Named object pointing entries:
--
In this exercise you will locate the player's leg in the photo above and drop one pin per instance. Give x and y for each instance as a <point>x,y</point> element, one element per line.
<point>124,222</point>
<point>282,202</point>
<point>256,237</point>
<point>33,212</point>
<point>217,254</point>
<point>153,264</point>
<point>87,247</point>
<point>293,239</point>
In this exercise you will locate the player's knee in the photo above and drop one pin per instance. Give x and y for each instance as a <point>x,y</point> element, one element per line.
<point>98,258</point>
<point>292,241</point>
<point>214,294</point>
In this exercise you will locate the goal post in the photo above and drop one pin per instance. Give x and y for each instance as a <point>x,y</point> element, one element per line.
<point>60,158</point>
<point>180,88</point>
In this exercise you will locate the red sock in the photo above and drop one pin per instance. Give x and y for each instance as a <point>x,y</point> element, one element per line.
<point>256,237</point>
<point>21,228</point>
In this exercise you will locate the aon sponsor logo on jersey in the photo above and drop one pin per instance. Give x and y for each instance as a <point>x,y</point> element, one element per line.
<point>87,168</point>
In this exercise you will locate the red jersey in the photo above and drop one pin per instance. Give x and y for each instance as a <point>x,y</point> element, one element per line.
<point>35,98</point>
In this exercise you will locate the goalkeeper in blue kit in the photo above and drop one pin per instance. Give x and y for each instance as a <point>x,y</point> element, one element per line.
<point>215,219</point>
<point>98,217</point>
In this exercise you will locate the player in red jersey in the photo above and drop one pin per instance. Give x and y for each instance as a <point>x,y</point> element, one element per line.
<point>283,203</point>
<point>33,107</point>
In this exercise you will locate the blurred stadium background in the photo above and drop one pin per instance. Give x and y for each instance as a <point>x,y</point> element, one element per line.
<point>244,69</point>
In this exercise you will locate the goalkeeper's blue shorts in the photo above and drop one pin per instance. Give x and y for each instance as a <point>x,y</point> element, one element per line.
--
* GIVEN PROBLEM *
Turn every line of the listing above into a numbered list, leaving out any blank lines.

* SOLUTION *
1. In this exercise you will locate the player's leg in the photo above and drop one pin per instance. Give x and y for each instance as a <point>x,y</point> element, one element per line.
2. <point>124,222</point>
3. <point>282,202</point>
4. <point>256,237</point>
5. <point>33,212</point>
6. <point>217,254</point>
7. <point>153,264</point>
8. <point>87,247</point>
9. <point>293,239</point>
10. In this exercise you will locate the player's knee in the photo above and drop one pin per instance. Give x and y for each instance as a <point>x,y</point> element, one element per line.
11. <point>98,258</point>
12. <point>292,241</point>
13. <point>214,294</point>
14. In this exercise you will locate the goal post in the photo above and drop one pin per instance. Give x and y for each instance as a <point>x,y</point> element, one element per line.
15. <point>60,158</point>
16. <point>180,88</point>
17. In this exercise you will locate the red sock in the photo above and drop one pin per instance. Give x and y for each instance as a <point>x,y</point> element, one element per line.
18. <point>256,237</point>
19. <point>21,228</point>
20. In this exercise you will locate the aon sponsor logo on jersey in the photo above and drop one pin per instance. Give x and y for each instance as a <point>x,y</point> element, one element per line.
21. <point>87,168</point>
22. In this exercise you will locate the red jersey in the photo above and drop one pin per instance. Give x and y for each instance as a <point>x,y</point> element, one element per line.
23. <point>35,98</point>
24. In this exercise you will locate the goalkeeper in blue kit in the photo above and drop one pin per instance. Give x and y for each instance as a <point>x,y</point> element, one element per line.
25. <point>215,219</point>
26. <point>98,217</point>
27. In this exercise you will locate the player in red jersey in the photo above and drop one pin per instance. Give x and y for each instance as a <point>x,y</point> element, one element per line.
28. <point>283,203</point>
29. <point>33,107</point>
30. In this exercise you will locate the blurred stadium background in the photo above and drop one pin per instance. Give x and y for each instance as a <point>x,y</point> element, one element per line.
31. <point>244,69</point>
32. In this exercise you will locate the goalkeeper's blue shorts in the photo above and drop one pin per instance. Give x and y for each instance as a <point>x,y</point> element, one element per line.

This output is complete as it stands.